[Natural language region descriptions]
== Segment start ==

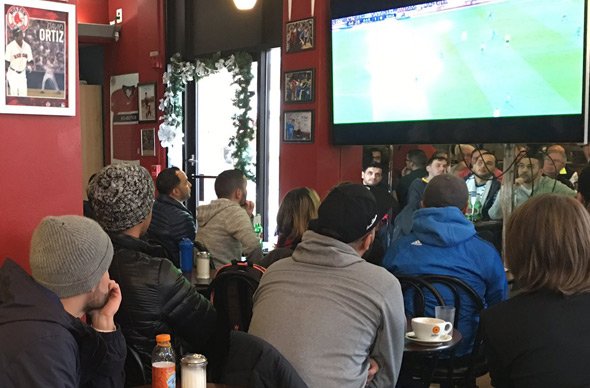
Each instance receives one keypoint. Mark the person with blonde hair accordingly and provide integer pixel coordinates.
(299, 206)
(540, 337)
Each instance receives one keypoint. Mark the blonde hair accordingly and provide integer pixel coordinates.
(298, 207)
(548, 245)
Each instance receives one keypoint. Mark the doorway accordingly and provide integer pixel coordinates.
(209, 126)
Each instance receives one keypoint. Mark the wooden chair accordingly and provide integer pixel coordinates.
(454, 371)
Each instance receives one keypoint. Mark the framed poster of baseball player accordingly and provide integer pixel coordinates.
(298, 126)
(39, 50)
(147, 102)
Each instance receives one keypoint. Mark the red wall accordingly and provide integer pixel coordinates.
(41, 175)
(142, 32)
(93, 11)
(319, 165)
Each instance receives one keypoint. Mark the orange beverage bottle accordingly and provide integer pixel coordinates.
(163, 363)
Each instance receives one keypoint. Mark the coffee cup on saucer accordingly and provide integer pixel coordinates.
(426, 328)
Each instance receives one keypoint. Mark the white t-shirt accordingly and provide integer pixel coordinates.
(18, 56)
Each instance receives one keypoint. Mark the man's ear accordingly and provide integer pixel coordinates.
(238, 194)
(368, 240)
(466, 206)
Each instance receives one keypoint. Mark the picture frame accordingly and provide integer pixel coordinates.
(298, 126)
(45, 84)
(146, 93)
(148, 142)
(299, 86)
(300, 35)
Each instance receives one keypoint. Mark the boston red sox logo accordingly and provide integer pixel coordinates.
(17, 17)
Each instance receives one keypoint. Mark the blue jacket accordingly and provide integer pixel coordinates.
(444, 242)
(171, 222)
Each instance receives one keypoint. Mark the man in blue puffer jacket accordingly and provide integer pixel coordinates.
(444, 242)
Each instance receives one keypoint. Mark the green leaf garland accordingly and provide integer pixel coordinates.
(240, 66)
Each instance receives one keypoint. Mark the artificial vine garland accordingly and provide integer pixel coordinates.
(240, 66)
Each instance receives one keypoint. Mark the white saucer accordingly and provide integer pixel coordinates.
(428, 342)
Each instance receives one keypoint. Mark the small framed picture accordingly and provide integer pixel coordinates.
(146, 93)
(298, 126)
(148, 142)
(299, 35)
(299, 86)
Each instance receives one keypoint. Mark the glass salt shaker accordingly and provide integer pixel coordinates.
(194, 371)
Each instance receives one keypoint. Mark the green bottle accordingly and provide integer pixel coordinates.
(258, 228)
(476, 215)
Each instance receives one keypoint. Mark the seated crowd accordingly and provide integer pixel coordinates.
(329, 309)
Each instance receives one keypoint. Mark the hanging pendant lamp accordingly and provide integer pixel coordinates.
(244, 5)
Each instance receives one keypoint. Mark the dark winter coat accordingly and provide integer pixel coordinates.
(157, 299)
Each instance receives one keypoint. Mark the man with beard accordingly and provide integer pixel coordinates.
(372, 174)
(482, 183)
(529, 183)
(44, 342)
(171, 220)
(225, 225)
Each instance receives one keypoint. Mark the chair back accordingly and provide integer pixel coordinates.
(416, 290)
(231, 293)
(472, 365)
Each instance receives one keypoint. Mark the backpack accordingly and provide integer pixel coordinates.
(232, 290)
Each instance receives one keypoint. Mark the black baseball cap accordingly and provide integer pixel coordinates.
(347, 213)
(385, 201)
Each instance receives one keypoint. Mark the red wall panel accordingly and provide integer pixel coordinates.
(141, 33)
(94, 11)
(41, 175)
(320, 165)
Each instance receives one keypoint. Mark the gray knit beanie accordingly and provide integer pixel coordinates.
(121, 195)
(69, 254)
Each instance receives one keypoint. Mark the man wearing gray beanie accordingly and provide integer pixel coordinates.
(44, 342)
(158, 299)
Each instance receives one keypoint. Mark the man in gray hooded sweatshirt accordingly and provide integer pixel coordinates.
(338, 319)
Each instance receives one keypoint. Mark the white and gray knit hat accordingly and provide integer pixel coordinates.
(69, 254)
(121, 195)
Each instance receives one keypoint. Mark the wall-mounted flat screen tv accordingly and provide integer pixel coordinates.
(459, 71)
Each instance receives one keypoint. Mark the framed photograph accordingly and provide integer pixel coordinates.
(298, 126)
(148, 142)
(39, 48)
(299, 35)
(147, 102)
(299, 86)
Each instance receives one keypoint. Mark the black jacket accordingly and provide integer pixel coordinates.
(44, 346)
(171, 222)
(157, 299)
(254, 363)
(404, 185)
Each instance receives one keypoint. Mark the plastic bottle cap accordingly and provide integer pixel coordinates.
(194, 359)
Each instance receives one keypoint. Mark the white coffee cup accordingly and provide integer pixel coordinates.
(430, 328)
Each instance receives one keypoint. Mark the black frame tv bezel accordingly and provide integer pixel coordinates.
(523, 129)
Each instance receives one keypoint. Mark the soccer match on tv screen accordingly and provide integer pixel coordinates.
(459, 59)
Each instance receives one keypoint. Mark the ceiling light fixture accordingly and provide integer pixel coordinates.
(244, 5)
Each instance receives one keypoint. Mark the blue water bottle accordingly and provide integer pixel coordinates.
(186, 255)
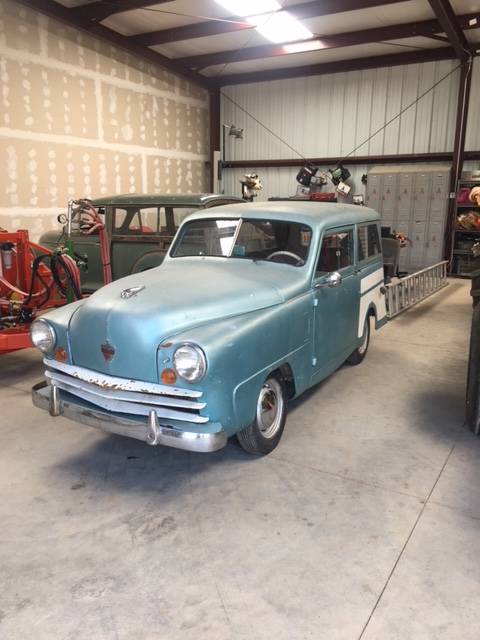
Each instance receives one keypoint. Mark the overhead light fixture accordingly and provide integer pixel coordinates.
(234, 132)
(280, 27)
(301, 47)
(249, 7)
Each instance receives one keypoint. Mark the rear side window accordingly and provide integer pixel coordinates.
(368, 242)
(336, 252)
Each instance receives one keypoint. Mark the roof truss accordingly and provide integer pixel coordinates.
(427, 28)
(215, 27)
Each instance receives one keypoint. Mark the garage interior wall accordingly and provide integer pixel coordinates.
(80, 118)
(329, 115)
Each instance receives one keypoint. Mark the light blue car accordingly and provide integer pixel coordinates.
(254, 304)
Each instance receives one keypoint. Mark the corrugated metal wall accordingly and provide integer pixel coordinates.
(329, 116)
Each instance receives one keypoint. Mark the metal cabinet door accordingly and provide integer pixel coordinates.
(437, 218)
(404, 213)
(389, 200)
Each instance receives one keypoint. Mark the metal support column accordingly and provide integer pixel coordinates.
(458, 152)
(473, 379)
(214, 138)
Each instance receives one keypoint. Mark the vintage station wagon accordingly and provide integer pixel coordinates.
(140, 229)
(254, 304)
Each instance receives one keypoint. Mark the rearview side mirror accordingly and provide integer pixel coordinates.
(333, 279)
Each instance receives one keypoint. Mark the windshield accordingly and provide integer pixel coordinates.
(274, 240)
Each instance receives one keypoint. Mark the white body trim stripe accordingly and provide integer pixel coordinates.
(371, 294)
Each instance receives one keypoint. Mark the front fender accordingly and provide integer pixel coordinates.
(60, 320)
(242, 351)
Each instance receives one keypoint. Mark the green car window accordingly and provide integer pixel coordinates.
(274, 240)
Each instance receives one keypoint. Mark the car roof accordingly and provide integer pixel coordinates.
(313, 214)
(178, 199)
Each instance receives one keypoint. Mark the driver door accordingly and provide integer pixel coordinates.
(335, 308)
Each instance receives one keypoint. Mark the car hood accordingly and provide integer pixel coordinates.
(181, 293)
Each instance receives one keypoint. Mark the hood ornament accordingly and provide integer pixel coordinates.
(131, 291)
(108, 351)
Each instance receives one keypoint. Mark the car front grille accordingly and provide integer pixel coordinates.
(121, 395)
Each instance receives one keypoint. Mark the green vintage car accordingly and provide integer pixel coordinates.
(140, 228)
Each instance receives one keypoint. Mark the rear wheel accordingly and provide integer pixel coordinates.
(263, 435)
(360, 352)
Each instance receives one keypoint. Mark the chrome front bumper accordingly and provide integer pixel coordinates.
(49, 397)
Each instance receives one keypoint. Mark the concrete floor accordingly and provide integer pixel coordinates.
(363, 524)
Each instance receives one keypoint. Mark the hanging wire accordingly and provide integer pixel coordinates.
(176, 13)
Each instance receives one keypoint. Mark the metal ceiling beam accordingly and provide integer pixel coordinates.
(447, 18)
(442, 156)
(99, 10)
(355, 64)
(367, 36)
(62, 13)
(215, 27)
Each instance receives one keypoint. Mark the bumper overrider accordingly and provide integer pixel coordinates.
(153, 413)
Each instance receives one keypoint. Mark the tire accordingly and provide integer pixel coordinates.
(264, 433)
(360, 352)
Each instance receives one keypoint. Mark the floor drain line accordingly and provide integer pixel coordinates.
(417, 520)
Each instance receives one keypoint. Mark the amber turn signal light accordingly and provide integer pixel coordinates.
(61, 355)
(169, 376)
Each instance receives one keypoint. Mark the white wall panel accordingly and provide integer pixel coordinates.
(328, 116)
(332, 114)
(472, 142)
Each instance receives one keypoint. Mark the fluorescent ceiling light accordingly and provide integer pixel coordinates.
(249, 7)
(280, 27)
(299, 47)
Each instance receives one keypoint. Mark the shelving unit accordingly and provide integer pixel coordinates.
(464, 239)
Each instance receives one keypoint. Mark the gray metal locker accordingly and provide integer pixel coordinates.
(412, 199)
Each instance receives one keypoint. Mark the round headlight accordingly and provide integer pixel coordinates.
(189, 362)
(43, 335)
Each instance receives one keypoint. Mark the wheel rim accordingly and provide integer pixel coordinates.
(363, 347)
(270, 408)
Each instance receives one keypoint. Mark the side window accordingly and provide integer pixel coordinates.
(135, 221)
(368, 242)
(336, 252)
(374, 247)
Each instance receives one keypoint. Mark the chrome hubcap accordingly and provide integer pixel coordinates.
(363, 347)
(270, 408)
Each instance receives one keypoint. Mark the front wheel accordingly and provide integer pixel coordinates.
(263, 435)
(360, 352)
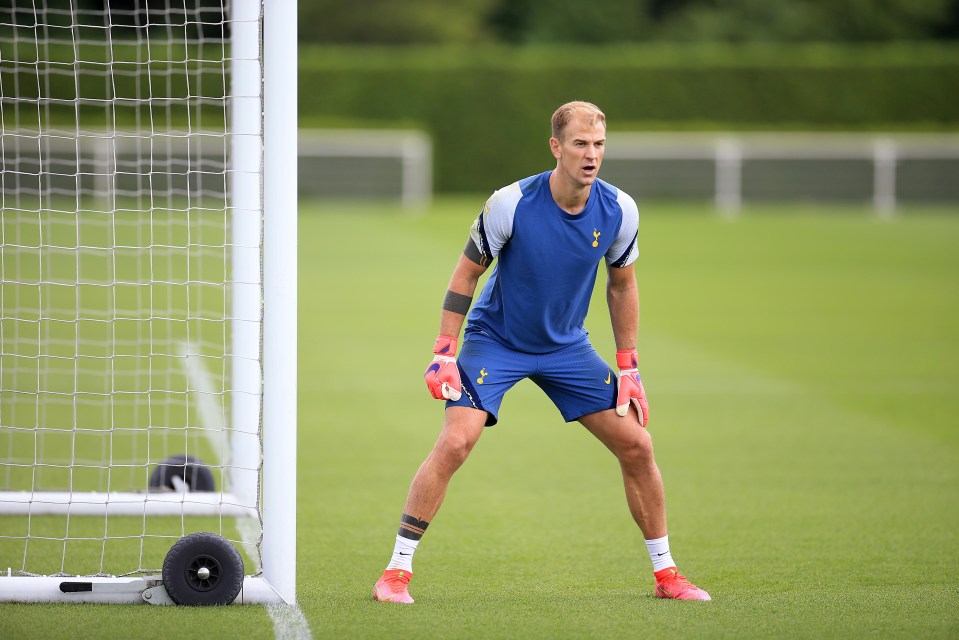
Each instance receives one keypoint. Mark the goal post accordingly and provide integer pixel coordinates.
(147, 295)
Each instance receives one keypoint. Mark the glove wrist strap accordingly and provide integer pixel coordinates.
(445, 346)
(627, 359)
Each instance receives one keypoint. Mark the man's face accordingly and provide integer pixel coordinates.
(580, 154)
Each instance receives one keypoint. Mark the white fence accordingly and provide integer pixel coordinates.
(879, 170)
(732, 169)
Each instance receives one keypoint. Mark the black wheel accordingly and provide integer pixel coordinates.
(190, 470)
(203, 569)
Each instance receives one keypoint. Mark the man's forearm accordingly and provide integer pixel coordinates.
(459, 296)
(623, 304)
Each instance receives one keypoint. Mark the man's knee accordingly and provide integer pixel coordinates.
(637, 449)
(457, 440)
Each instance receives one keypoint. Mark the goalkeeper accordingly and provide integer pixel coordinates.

== Segment end ==

WHAT YOU SHOULD DO:
A word-for-word restatement of the lines running from the one with "Each instance receives one keypoint. Mark the black wheel" to the last line of the records is the whole answer.

TASK RESULT:
Each instance receives one keypoint. Mark the black wheel accordingly and provide integer pixel coordinates.
(190, 470)
(203, 569)
Each instance receives one keypoint. Mark the man's forearm accordingly and provide integer pixel coordinates.
(459, 296)
(623, 304)
Each instance receives one keypoint. Mark the man's knee accordingly and provide integer pixel coordinates.
(637, 449)
(457, 440)
Each instance receives one keypoint. Mark the goalkeeper accordingly and provide integer pixel coordinates.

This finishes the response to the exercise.